[Items from a data collection]
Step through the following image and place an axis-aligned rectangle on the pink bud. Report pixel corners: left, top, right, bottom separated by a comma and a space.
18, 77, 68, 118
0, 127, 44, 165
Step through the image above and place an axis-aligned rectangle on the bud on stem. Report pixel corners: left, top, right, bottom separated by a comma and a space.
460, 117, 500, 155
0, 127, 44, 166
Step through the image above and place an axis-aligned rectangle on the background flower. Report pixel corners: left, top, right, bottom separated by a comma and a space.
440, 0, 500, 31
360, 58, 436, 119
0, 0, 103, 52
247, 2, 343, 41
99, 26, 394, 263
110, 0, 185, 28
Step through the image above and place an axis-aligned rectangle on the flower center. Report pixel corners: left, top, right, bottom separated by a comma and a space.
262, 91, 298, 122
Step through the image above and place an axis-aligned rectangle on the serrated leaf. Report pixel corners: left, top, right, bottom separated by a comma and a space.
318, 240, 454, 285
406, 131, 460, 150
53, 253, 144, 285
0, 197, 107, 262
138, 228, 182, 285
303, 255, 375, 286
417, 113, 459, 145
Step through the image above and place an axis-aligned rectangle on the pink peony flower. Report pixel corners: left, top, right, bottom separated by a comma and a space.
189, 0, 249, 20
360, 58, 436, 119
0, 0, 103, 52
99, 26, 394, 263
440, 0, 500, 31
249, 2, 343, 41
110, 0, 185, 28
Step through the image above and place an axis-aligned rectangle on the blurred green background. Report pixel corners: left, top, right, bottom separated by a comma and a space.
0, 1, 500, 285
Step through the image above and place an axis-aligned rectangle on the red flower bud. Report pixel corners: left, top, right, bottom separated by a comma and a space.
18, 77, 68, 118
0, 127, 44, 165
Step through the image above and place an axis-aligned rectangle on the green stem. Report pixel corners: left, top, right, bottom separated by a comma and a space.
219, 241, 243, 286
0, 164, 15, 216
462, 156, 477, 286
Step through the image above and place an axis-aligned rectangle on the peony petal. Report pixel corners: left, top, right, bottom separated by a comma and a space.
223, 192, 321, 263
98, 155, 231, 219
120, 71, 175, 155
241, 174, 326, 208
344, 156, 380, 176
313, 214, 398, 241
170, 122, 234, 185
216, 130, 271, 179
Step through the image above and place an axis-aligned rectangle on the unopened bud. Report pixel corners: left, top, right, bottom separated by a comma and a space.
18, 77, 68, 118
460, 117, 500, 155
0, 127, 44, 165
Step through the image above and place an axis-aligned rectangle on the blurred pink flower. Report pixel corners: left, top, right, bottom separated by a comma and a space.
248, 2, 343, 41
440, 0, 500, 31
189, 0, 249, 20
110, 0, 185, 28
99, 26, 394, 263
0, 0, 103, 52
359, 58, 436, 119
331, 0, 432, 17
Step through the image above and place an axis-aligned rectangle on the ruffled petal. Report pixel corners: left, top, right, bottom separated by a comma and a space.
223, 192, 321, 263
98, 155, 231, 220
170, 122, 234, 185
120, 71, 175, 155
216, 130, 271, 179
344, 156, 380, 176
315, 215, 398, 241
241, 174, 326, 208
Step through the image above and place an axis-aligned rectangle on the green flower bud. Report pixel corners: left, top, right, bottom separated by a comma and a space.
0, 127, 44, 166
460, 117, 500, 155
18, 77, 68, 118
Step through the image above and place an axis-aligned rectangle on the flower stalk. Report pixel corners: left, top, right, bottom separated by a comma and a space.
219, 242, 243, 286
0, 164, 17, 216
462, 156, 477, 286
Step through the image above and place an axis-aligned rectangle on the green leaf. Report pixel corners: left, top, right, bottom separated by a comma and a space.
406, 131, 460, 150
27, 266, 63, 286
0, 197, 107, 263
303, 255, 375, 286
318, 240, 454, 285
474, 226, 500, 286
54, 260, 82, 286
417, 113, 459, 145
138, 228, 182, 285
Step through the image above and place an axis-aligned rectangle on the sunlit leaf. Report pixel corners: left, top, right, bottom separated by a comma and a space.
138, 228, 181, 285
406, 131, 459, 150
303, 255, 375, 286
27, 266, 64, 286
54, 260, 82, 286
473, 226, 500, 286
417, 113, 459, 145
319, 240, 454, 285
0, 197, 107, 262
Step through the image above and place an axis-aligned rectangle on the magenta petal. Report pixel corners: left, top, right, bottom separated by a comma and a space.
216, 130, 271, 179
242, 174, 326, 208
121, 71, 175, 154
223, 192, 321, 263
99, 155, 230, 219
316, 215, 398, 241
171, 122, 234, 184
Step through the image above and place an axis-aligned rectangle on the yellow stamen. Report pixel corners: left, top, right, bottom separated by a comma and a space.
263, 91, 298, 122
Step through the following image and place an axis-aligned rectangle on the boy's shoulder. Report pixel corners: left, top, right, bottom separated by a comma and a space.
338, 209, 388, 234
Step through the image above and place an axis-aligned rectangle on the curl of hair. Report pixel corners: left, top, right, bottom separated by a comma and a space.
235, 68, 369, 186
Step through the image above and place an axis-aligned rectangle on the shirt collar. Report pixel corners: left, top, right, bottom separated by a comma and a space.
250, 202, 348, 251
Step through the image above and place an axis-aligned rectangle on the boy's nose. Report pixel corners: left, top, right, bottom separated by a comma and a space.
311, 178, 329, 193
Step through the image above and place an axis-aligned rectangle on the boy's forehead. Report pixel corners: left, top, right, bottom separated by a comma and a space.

▶ Work required: Please rewrite the part of the items above that opens with the line containing "on the shirt" and closes with the line containing "250, 202, 348, 251" as a two-column CSV with the columns "prompt" and "response". Give one row per request, with its text and its answer each in one quoted field and any line breaks turned into spaces.

▶ Exercise output:
prompt,response
"Step through the image above and place an axis-aligned rectangle on the shirt collar. Report pixel corners: left, top, right, bottom separated by a comma and a space.","250, 202, 348, 251"